Every investor would love to stumble upon the perfect stock. But will you ever really find a stock that provides everything you could possibly want?
One thing's for sure: You'll never discover truly great investments unless you actively look for them. Let's discuss the ideal qualities of a perfect stock, then decide if Kroger (NYS: KR) fits the bill.
The quest for perfection
Stocks that look great based on one factor may prove horrible elsewhere, making due diligence a crucial part of your investing research. The best stocks excel in many different areas, including these important factors:
Growth. Expanding businesses show healthy revenue growth. While past growth is no guarantee that revenue will keep rising, it's certainly a better sign than a stagnant top line.
Margins. Higher sales mean nothing if a company can't produce profits from them. Strong margins ensure that company can turn revenue into profit.
Balance sheet. At debt-laden companies, banks and bondholders compete with shareholders for management's attention. Companies with strong balance sheets don't have to worry about the distraction of debt.
Money-making opportunities. Return on equity helps measure how well a company is finding opportunities to turn its resources into profitable business endeavors.

********

Short task: In the text on the qualities of a perfect stock, write out the passage from "Balance sheet. At" up to and including "profitable business endeavors.", substituting "stockholders" for "shareholders".

[Records from a data source]
********

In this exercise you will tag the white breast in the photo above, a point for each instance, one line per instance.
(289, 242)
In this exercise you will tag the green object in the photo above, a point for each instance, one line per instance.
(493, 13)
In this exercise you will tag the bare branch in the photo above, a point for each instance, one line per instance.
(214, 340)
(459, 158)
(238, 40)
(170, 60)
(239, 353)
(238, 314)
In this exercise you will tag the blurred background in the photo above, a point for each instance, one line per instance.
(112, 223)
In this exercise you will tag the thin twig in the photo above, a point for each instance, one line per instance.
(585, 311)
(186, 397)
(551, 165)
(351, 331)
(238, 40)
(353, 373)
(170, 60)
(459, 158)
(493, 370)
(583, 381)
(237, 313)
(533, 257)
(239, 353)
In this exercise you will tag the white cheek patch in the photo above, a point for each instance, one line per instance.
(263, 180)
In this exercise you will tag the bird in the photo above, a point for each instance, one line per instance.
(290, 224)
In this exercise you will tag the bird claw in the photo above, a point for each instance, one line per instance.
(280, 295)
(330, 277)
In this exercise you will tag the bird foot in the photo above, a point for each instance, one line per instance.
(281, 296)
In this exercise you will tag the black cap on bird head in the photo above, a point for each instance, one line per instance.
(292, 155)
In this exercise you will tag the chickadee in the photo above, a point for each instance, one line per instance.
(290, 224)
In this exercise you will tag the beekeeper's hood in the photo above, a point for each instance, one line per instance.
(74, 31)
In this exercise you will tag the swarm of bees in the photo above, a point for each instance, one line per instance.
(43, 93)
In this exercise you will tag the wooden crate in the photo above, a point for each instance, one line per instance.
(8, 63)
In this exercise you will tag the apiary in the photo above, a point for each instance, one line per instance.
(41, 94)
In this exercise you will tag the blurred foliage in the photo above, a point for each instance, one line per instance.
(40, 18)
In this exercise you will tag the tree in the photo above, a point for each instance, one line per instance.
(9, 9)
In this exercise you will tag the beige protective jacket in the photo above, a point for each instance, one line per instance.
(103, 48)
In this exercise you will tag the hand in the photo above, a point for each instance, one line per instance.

********

Task output:
Balance sheet. At debt-laden companies, banks and bondholders compete with stockholders for management's attention. Companies with strong balance sheets don't have to worry about the distraction of debt.
Money-making opportunities. Return on equity helps measure how well a company is finding opportunities to turn its resources into profitable business endeavors.